> [FRAGMENTO DEL DOCUMENTO]
------------------------------------------------

Este último puerto, como quizás pareciera, no cuenta con el solemne sosiego que pudiera hallarse en un cementerio de elefantes, donde los monstruos reposan en una paz de titánicos huesos y marfiles. El último sueño de los colosos marinos es atormentado por una tortura final, que convierte el lugar en un círculo del infierno donde se sufre el desmembramiento perenne, como pena dictada sobre sus cabezas a causa de pecados desconocidos. 

Las moles varadas aceptan inmóviles e impotentes tal suplicio de mutilación y desfiguración, quizás rogando para sus adentros porque los dejen ahogarse en paz en las aguas últimas, acurrucados bajo el óxido bienhechor, entregados a la modorra corrosiva y al bienhechor olvido de sí mismos.

Sufren también de la intrusión perenne de los hombres que hormiguean entre ellos, encargados de quebrar sus costillas y espinazos, despedazando inconscientemente la obra gloriosa de otros hombres. Desguazan los monumentos a la soberbia humana, al triunfo de la voluntad que somete a la Naturaleza y a Dios mismo. Son destructores de ilusiones, asesinos de sueños, demoledores de la arrogancia. 

Abisal propone la inmersión en una esfera de extrañamiento y atrofia habitada por monstruosidades y espectros, iluminada por un sol del fin del mundo, cuya luna es sustituida por la ciclópea y luminosa órbita de un faro: suerte de cerbero infernal que parece mantener una celosa vigilancia panóptica sobre todo el paraje. 

Alejandro Alonso despliega un relato difuso y abisalmente bello sobre los últimos restos de la vida, en espera del apocalipsis definitivo que sumirá todo en la nada, donde se podrá, al fin, soñar.

------------------------------------------------

> [Extractos del conjunto de datos de señalamiento]
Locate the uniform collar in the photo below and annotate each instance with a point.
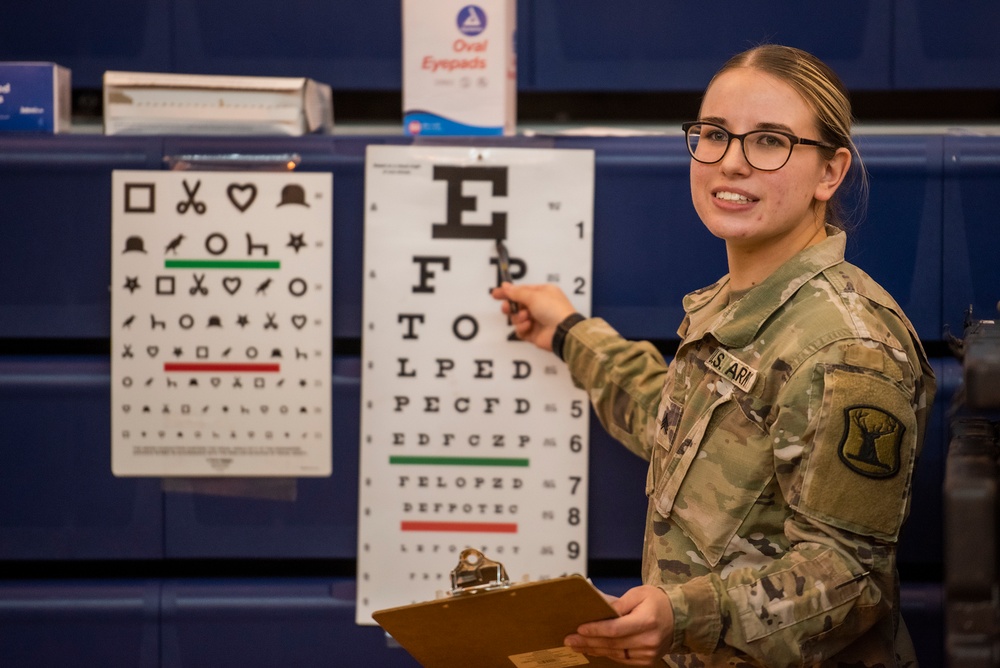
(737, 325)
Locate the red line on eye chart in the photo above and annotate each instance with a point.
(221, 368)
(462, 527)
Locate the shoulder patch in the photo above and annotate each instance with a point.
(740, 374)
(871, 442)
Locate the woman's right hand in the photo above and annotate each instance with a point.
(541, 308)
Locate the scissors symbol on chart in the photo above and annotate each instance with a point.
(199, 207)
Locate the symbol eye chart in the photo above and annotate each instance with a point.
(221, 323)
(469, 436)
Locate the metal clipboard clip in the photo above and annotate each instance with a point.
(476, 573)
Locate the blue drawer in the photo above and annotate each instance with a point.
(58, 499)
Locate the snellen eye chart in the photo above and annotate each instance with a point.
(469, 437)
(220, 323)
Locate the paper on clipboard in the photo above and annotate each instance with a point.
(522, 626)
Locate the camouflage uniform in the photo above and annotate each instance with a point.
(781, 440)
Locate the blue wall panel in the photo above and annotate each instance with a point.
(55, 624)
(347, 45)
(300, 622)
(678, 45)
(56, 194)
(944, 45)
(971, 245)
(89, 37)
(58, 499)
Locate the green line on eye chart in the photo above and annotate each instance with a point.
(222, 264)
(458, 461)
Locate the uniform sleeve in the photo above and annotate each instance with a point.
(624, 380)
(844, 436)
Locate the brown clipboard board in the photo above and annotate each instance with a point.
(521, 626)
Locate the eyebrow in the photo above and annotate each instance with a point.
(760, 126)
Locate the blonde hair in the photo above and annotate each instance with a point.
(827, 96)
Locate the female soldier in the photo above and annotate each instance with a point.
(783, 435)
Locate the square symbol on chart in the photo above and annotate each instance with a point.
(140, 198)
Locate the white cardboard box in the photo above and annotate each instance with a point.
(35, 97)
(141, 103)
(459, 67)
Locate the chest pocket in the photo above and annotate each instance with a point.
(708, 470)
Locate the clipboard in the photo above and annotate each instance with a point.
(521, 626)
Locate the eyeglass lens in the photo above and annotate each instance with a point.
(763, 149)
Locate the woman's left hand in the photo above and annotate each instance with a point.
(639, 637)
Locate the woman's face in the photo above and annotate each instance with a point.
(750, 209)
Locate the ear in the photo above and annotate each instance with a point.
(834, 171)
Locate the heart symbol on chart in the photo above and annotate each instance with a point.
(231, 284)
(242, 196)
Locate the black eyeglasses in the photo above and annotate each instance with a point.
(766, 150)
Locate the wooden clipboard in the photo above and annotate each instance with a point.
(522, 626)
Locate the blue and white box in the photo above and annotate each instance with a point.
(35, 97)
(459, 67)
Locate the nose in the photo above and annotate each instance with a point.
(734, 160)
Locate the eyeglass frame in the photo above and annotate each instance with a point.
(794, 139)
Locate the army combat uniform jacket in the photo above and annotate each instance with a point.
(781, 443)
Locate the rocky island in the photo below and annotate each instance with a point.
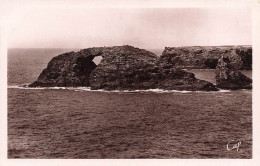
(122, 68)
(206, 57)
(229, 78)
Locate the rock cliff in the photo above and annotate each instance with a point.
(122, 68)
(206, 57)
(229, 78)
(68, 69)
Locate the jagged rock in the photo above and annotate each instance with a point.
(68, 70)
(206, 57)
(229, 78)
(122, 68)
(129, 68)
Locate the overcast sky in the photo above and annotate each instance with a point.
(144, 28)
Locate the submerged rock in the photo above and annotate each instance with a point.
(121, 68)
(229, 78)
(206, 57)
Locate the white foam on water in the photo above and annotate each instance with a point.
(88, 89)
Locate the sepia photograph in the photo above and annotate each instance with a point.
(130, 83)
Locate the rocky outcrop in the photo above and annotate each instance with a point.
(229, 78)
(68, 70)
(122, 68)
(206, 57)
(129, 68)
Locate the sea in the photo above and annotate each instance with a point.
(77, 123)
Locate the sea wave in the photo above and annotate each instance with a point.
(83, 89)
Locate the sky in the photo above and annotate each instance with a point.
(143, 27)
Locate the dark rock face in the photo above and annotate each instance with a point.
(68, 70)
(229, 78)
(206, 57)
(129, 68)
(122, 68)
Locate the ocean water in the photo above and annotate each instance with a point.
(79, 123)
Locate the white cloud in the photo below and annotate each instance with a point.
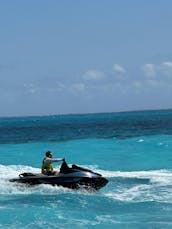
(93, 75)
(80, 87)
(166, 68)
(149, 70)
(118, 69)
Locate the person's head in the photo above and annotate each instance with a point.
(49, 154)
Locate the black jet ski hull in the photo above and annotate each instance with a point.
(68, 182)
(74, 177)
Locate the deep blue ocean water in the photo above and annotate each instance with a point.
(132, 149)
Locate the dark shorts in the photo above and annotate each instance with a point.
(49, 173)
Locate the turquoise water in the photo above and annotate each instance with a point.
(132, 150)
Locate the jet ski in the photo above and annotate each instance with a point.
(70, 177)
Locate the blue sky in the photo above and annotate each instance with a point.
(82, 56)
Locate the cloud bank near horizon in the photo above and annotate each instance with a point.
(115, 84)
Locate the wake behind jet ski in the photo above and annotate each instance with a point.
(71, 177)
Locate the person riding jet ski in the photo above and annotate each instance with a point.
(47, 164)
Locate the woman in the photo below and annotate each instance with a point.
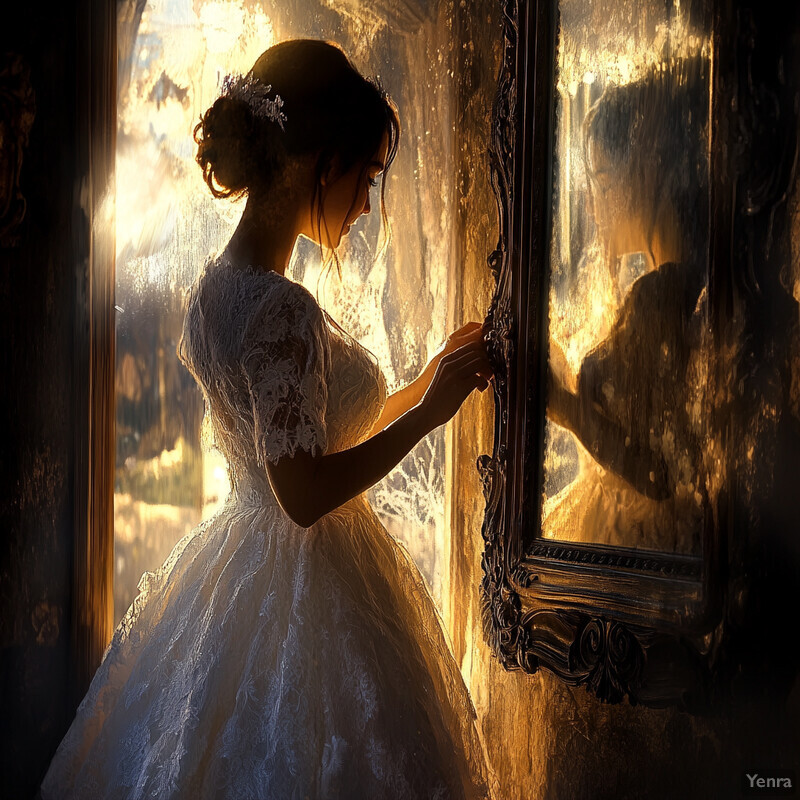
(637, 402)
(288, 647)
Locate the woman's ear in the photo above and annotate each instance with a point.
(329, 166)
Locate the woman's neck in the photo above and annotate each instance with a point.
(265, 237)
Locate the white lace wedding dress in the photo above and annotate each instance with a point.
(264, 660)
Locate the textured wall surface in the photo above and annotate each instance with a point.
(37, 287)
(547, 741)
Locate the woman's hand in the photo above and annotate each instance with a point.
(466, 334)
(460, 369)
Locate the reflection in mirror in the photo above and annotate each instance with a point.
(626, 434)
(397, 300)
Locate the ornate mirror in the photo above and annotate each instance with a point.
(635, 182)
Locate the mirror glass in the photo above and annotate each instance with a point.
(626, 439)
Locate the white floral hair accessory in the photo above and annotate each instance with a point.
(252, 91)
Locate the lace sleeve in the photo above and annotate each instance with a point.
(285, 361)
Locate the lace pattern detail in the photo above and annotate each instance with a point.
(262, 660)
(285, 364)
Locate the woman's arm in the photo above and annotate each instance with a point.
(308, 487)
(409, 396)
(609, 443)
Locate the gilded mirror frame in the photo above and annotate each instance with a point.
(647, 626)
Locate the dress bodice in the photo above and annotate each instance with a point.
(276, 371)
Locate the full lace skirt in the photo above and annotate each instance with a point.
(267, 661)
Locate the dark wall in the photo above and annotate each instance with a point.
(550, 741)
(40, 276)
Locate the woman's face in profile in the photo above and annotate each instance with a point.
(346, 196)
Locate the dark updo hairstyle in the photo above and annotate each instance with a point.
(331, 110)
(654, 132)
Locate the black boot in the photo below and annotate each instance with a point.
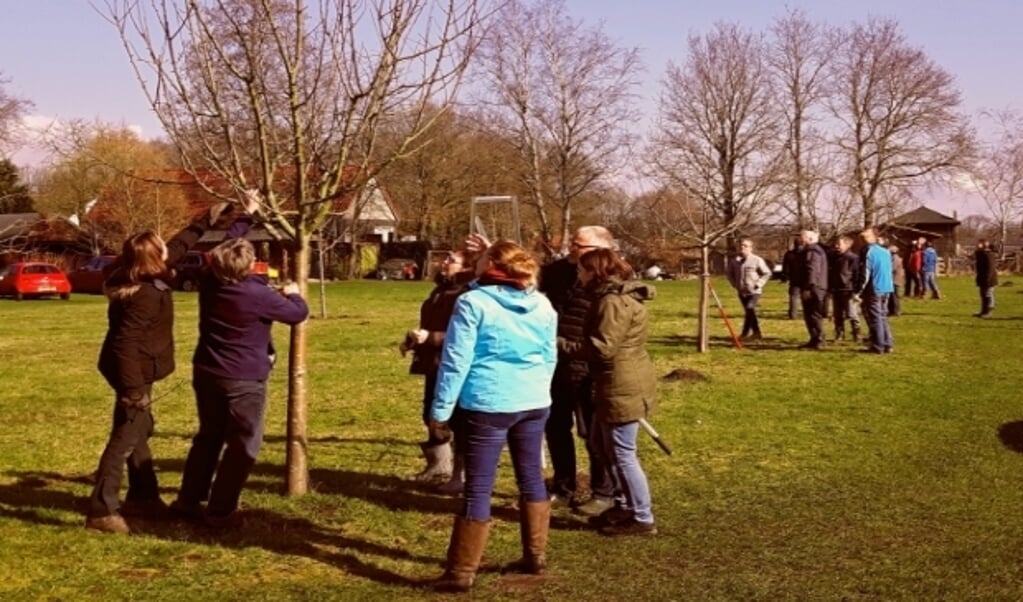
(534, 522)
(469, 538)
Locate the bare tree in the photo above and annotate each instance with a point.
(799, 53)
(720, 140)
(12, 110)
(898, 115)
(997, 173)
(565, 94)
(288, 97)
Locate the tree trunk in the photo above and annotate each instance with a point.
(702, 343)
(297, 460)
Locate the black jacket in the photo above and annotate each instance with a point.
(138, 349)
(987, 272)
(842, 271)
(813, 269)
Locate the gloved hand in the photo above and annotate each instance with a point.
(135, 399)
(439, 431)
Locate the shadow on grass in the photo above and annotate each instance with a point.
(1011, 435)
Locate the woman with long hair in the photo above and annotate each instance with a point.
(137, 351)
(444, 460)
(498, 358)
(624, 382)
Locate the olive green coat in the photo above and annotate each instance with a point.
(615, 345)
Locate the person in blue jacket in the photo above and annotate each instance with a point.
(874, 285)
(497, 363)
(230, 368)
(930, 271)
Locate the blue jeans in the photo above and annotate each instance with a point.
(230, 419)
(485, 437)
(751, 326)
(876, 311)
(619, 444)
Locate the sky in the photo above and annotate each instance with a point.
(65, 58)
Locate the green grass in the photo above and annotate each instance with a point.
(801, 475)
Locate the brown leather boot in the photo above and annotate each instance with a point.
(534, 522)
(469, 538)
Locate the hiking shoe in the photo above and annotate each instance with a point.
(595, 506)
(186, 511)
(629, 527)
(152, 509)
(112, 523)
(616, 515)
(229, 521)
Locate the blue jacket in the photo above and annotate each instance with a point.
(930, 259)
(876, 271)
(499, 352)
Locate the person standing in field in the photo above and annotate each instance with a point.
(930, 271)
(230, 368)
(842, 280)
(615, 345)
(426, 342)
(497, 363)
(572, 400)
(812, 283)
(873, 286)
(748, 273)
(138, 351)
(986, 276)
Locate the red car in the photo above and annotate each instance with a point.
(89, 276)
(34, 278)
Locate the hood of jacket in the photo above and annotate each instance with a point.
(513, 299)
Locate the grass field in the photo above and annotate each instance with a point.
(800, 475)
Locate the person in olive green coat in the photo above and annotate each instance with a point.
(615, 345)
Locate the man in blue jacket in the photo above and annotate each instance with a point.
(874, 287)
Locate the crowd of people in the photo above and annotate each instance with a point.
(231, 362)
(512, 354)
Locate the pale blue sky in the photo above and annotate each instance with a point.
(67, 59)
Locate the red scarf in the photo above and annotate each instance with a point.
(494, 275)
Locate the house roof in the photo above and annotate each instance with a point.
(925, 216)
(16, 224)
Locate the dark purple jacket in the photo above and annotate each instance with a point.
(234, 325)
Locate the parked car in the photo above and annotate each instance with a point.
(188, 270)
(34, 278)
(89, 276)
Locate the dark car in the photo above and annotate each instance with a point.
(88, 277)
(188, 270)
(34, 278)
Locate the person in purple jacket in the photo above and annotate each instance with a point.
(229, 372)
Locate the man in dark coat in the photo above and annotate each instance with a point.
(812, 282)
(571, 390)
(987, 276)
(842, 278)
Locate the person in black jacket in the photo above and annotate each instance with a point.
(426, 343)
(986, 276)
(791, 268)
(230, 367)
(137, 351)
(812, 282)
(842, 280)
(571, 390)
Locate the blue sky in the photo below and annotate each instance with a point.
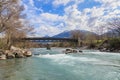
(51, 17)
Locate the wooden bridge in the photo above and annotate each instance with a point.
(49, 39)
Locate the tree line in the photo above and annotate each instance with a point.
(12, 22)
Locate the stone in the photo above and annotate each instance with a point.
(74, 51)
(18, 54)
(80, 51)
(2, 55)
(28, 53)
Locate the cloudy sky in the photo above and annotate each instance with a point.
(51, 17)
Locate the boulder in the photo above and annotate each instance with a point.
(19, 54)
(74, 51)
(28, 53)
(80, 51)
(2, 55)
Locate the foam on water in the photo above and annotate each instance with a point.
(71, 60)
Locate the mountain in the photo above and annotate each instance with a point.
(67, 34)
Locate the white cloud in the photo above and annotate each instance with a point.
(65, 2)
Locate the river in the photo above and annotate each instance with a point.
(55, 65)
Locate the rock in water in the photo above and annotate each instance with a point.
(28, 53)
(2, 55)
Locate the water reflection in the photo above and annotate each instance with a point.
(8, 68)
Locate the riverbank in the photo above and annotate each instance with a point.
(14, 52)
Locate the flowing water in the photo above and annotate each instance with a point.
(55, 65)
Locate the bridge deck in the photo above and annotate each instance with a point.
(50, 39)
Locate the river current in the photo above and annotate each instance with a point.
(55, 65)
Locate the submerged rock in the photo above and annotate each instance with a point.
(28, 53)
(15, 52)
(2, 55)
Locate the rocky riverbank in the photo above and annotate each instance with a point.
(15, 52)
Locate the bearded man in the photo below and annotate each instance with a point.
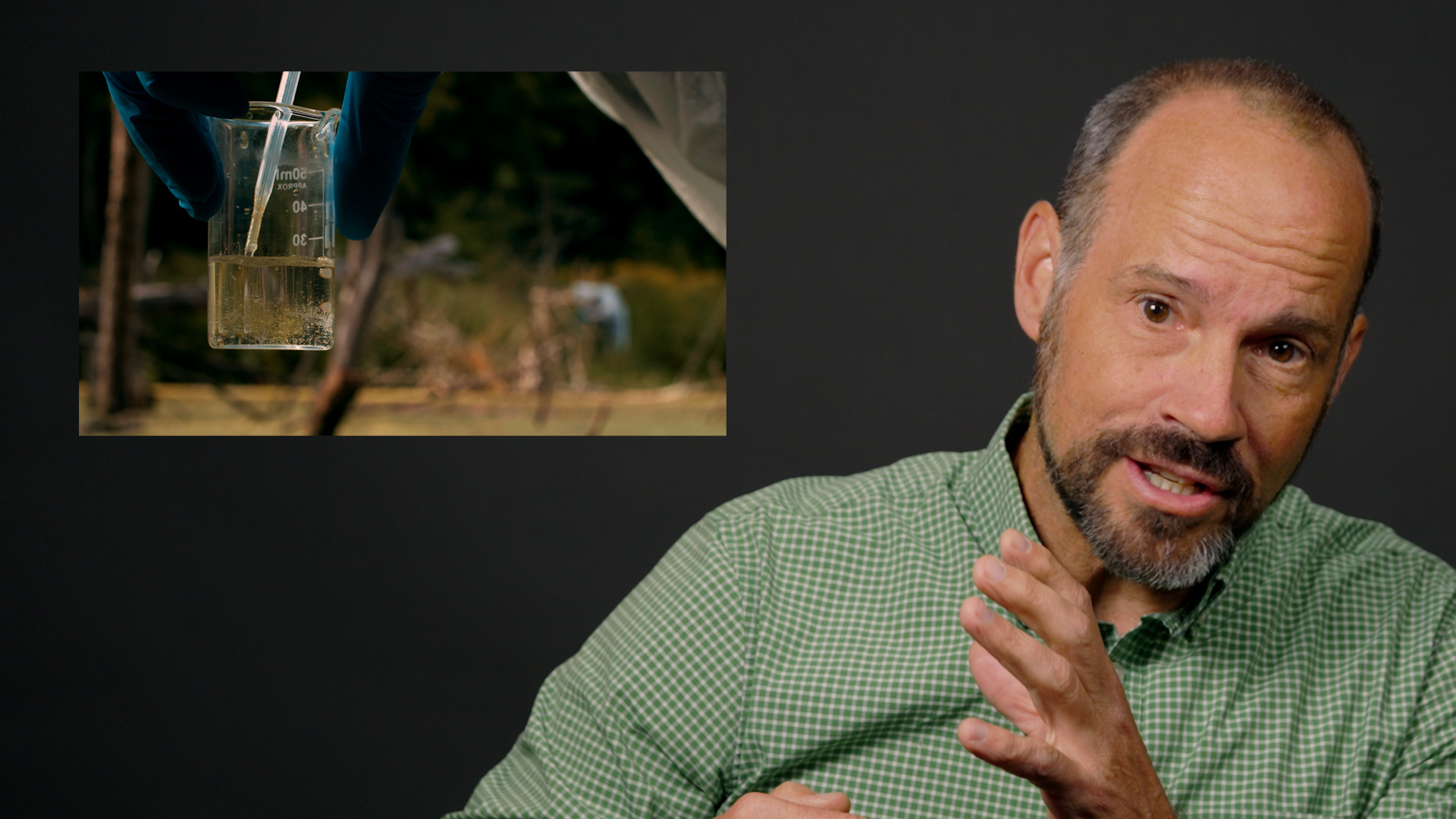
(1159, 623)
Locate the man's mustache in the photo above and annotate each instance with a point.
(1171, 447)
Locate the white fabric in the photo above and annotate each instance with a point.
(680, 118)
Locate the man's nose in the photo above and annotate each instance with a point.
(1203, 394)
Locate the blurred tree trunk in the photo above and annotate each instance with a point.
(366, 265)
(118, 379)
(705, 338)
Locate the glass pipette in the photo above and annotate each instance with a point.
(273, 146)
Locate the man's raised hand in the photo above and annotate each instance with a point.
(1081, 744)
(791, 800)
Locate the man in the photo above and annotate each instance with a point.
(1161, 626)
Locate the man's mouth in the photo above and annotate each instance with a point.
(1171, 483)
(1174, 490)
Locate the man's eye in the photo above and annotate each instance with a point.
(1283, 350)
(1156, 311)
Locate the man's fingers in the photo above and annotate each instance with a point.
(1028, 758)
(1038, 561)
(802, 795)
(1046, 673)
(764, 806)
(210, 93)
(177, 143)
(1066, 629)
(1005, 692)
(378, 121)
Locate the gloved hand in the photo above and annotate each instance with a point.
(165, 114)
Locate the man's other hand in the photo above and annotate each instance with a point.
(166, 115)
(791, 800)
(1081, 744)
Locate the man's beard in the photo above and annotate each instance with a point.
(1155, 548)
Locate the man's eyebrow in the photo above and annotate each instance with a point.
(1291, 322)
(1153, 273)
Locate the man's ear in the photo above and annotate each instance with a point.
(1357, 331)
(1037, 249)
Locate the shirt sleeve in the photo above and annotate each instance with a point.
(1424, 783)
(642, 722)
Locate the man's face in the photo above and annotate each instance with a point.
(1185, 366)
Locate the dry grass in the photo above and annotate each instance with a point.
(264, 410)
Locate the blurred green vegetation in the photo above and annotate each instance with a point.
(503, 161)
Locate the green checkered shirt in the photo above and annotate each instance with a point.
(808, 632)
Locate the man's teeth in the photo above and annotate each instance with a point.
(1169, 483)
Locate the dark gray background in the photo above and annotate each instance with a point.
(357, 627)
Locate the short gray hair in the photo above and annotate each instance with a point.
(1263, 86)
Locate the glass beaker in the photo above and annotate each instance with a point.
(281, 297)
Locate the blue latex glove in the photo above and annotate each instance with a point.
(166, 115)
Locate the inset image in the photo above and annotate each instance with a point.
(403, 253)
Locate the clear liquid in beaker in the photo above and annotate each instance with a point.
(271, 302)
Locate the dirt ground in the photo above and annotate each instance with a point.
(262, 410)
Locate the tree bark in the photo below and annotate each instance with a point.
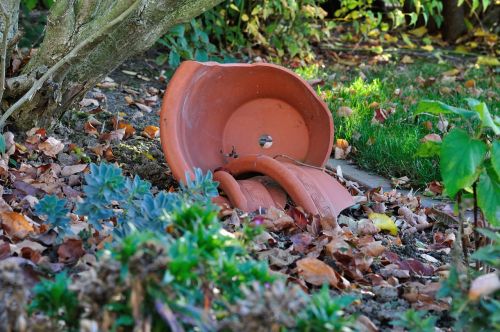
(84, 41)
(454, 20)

------------------------------------------------

> [TAREAS]
• 1. Según el texto sobre Abisal, ¿qué sustituye a la luna en la esfera que propone la obra?
• 2. Repite el pasaje del texto sobre Abisal que va desde "Este último puerto, como" hasta "de pecados desconocidos.", ambos incluidos.
• 3. Enumera las designaciones que el texto sobre Abisal da a los hombres en la oración que comienza con «Son destructores».

> [RESPUESTAS]
• 1. La ciclópea y luminosa órbita de un faro.

• 2.
Este último puerto, como quizás pareciera, no cuenta con el solemne sosiego que pudiera hallarse en un cementerio de elefantes, donde los monstruos reposan en una paz de titánicos huesos y marfiles. El último sueño de los colosos marinos es atormentado por una tortura final, que convierte el lugar en un círculo del infierno donde se sufre el desmembramiento perenne, como pena dictada sobre sus cabezas a causa de pecados desconocidos.

• 3.
- destructores de ilusiones
- asesinos de sueños
- demoledores de la arrogancia